_PROBLEM STATEMENT_:
Convert the entries below, starting at the line containing "Where can the man's ear" and running through the last line of the entries (both ends included), into a JSON list of strings with one string per line. Leave out any blank lines.

━━━ ENTRIES SUPPLIED ━━━

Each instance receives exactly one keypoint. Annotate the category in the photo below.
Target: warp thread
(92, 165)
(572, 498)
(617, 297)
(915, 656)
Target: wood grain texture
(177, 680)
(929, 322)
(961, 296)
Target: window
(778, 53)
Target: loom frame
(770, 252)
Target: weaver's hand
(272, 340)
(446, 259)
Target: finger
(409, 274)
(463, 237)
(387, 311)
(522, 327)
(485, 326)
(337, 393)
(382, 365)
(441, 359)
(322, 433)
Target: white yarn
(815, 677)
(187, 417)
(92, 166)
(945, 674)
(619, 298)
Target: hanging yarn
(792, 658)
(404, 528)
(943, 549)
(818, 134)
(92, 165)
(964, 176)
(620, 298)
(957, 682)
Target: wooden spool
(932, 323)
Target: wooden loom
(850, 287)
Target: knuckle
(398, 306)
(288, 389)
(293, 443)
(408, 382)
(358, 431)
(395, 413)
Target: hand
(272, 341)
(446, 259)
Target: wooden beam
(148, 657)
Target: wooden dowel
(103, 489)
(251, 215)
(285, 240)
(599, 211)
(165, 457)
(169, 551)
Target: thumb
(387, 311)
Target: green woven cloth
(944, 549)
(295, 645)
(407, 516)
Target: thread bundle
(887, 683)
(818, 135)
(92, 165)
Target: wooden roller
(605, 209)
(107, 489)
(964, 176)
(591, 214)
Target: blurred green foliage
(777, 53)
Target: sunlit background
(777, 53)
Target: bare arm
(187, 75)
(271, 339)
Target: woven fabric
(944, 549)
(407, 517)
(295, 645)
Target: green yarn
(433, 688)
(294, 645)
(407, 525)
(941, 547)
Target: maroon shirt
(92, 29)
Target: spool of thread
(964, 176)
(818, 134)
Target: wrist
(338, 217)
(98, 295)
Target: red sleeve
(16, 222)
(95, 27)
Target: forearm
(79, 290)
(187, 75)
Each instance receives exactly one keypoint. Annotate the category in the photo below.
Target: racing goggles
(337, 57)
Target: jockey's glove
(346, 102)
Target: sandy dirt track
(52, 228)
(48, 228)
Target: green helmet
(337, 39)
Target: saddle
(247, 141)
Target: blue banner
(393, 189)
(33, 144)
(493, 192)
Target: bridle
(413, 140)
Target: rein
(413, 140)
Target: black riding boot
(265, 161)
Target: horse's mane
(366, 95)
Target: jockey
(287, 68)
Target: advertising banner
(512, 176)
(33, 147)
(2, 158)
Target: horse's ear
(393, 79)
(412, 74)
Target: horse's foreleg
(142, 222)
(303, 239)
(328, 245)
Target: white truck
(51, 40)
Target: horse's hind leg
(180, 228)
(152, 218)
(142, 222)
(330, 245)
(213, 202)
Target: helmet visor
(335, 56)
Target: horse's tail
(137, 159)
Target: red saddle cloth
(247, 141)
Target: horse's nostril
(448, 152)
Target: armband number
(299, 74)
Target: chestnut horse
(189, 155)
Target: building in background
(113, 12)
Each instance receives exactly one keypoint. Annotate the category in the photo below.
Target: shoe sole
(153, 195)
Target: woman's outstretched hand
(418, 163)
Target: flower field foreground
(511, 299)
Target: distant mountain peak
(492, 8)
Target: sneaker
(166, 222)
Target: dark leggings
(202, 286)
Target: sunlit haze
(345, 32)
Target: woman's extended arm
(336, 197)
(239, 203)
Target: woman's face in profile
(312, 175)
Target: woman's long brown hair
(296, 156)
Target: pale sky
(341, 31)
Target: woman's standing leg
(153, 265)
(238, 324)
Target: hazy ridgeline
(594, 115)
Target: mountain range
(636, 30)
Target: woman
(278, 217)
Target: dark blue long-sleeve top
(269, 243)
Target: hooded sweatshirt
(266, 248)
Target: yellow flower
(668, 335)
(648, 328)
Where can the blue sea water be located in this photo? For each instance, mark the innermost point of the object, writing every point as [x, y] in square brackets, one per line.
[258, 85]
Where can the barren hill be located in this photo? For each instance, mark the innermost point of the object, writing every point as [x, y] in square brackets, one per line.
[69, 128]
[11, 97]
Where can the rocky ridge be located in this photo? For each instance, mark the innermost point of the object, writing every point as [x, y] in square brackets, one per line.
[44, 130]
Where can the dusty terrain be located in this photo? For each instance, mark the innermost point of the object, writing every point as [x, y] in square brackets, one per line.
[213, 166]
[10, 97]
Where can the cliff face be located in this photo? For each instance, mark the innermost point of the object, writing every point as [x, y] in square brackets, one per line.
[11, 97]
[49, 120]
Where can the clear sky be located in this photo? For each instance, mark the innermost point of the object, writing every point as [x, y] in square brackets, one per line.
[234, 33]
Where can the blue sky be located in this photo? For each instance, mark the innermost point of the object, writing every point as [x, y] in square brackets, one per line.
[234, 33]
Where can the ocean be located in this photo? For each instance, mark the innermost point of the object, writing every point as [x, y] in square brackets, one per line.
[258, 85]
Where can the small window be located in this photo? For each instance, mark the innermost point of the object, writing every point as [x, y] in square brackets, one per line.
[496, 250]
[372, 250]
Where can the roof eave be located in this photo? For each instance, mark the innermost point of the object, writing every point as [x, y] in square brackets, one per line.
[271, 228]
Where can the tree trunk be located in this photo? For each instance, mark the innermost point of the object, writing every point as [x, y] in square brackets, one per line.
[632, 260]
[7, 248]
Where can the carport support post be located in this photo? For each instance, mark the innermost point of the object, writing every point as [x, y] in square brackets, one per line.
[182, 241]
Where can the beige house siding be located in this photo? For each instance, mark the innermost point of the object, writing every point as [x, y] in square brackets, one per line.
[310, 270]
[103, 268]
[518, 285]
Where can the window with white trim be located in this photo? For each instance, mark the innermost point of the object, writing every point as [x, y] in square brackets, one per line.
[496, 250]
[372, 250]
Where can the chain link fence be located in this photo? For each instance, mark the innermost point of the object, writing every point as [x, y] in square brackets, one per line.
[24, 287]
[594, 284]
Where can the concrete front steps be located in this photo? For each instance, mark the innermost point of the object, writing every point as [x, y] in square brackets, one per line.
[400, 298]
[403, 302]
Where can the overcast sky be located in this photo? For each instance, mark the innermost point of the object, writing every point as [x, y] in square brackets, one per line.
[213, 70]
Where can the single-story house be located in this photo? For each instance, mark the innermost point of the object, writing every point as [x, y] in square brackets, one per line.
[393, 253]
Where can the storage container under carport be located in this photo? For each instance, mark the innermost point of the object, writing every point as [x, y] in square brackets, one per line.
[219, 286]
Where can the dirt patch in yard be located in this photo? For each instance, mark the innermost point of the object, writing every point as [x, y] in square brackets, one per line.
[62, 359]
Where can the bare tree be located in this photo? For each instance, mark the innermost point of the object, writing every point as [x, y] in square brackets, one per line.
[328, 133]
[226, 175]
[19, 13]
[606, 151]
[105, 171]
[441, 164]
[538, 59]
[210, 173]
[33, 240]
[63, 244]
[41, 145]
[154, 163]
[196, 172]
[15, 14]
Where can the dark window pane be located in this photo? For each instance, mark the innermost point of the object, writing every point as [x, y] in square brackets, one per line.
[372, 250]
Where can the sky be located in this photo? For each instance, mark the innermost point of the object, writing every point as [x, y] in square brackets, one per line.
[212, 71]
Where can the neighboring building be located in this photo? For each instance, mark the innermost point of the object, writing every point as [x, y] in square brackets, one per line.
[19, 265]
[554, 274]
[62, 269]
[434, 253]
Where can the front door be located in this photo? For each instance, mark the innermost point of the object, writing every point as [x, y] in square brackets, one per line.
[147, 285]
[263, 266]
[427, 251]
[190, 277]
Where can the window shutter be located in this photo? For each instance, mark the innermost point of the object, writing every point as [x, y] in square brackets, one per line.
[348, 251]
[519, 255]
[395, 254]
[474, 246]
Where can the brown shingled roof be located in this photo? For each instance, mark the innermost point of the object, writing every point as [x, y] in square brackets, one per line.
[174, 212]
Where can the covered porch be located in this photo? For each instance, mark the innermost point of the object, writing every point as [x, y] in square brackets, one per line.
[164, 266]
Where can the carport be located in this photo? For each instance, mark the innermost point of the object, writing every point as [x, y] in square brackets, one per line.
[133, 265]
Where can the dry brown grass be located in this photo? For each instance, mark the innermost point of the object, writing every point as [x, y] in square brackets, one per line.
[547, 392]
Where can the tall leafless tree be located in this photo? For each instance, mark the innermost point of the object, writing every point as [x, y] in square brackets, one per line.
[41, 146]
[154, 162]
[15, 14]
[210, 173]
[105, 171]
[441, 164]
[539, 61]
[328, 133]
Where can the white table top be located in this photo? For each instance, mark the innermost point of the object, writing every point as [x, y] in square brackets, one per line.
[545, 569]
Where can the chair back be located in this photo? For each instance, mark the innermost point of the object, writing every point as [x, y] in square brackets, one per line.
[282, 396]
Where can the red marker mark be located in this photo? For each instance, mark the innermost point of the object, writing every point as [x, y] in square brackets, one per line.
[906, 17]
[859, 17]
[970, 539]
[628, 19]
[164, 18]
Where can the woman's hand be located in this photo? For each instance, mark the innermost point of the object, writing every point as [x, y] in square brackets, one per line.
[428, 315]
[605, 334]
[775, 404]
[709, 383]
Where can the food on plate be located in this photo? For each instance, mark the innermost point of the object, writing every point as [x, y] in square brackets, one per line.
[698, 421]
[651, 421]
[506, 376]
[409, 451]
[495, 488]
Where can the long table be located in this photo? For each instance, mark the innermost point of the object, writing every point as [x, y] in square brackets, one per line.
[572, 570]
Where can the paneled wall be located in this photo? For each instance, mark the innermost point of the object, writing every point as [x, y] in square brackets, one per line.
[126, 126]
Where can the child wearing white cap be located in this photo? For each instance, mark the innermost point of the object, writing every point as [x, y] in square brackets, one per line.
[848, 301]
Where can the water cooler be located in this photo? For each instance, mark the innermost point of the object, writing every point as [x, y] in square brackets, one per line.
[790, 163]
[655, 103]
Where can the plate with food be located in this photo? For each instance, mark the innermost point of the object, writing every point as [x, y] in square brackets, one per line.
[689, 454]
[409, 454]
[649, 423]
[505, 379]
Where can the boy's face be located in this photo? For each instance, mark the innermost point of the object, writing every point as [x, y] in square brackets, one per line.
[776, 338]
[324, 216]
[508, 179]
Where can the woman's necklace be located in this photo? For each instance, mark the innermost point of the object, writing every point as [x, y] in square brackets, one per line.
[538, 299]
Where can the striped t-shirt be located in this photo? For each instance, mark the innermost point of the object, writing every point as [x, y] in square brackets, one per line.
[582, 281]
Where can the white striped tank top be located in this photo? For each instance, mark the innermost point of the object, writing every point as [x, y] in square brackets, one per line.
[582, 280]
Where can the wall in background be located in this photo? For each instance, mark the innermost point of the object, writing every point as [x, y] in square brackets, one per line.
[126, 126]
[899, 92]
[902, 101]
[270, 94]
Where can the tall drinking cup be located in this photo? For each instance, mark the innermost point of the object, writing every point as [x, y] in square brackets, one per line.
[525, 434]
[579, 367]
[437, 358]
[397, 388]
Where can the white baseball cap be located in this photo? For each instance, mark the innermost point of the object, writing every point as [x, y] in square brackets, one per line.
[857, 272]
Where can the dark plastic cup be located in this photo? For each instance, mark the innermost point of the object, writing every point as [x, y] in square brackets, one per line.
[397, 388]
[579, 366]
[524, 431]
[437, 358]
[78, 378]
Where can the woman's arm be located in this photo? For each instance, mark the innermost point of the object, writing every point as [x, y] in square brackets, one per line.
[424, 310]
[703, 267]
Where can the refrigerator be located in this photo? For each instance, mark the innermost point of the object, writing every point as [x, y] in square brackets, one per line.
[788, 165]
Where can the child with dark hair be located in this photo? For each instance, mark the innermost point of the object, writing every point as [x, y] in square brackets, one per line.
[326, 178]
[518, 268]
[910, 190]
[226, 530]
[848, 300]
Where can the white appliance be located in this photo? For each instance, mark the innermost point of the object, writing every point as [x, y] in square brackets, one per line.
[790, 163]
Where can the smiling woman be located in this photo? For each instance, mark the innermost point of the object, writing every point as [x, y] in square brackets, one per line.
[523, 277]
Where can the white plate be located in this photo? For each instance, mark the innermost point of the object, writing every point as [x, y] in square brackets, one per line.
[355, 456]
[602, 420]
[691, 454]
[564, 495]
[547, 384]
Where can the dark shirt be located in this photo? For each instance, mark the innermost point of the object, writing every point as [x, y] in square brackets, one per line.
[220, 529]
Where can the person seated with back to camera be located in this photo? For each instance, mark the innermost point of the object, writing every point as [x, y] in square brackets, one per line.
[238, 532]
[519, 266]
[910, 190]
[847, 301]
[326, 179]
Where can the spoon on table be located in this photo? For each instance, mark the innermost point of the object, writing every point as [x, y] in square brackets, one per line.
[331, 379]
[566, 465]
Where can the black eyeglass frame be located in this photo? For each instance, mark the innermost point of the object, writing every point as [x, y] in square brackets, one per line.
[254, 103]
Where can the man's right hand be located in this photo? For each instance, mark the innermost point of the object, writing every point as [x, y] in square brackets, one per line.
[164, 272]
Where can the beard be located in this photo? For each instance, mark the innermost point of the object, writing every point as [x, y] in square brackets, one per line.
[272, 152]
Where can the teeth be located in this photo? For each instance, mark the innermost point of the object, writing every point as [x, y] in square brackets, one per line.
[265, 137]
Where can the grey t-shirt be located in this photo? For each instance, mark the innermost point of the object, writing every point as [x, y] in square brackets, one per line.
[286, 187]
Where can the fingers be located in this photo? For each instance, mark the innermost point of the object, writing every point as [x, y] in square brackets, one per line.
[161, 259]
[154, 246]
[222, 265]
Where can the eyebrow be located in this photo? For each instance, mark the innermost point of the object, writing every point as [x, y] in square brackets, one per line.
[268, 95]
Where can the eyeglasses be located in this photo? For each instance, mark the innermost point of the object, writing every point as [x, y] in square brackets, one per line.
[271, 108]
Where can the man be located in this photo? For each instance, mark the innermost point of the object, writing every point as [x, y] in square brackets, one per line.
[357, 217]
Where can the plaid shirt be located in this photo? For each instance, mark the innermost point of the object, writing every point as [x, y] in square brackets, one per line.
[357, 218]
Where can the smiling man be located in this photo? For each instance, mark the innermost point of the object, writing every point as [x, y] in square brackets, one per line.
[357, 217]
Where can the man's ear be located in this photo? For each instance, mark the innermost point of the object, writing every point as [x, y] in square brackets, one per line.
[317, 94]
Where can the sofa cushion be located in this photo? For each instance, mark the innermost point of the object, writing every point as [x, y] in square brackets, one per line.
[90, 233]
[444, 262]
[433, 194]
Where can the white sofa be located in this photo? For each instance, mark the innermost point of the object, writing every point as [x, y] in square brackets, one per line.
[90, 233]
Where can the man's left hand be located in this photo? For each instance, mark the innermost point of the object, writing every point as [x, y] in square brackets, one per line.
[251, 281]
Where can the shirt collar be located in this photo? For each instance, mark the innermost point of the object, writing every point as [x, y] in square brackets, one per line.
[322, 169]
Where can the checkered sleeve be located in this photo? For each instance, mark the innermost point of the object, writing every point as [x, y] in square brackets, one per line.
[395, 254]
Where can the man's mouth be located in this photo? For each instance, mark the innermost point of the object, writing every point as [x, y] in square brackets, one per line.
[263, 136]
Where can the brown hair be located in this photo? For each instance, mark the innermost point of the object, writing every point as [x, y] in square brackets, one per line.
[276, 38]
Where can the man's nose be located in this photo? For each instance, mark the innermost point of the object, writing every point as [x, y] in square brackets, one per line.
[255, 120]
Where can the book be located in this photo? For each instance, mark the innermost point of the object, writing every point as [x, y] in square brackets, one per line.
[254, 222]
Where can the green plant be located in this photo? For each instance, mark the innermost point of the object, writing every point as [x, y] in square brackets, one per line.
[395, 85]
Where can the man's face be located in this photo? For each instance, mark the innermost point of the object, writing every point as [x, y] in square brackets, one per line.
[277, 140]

━━━

_CORRECT RESULT_:
[
  "Where can the man's ear be located in this photo? For each instance, mark the innermost point of the object, writing every point as [x, y] in square brackets, one per line.",
  "[317, 94]",
  "Where can the sofa cushion be located in this photo? For each instance, mark the innermost point of the object, writing every point as [x, y] in square brackets, one per line.",
  "[90, 233]",
  "[444, 262]",
  "[433, 194]",
  "Where can the white sofa be located in this photo? For each instance, mark the innermost point of the object, writing every point as [x, y] in square brackets, one per line.",
  "[90, 233]",
  "Where can the man's left hand be located in this photo? For each instance, mark the innermost point of the object, writing every point as [x, y] in square brackets, one per line.",
  "[251, 281]",
  "Where can the shirt collar be located in this photo? For each instance, mark the innermost point of the object, writing every point as [x, y] in square brackets, one per line.",
  "[322, 169]",
  "Where can the checkered sleeve be located in this photo? For each instance, mark the innermost point of the object, writing every point as [x, y] in square brackets, one per line.",
  "[395, 254]",
  "Where can the man's mouth be located in this photo? For each instance, mark the innermost point of the object, writing every point as [x, y] in square brackets, one per line.",
  "[263, 136]",
  "Where can the brown hair be located in this photo? For each instance, mark the innermost point of the object, writing every point as [x, y] in square brackets, one per line.",
  "[276, 38]",
  "Where can the man's nose be located in this photo? For each instance, mark the innermost point of the object, writing every point as [x, y] in square brackets, one per line.",
  "[255, 120]",
  "Where can the book be located in this photo? For each instance, mark the innermost point of the object, writing every point as [x, y] in square brackets, one per line.",
  "[254, 222]",
  "Where can the green plant be located in this photo? For each instance, mark the innermost point of the object, writing every point as [x, y] in square brackets, one per line.",
  "[395, 85]",
  "Where can the man's face be located in this photo? For each instance, mark the innermost point of the object, writing every point as [x, y] in square brackets, one per line.",
  "[277, 140]"
]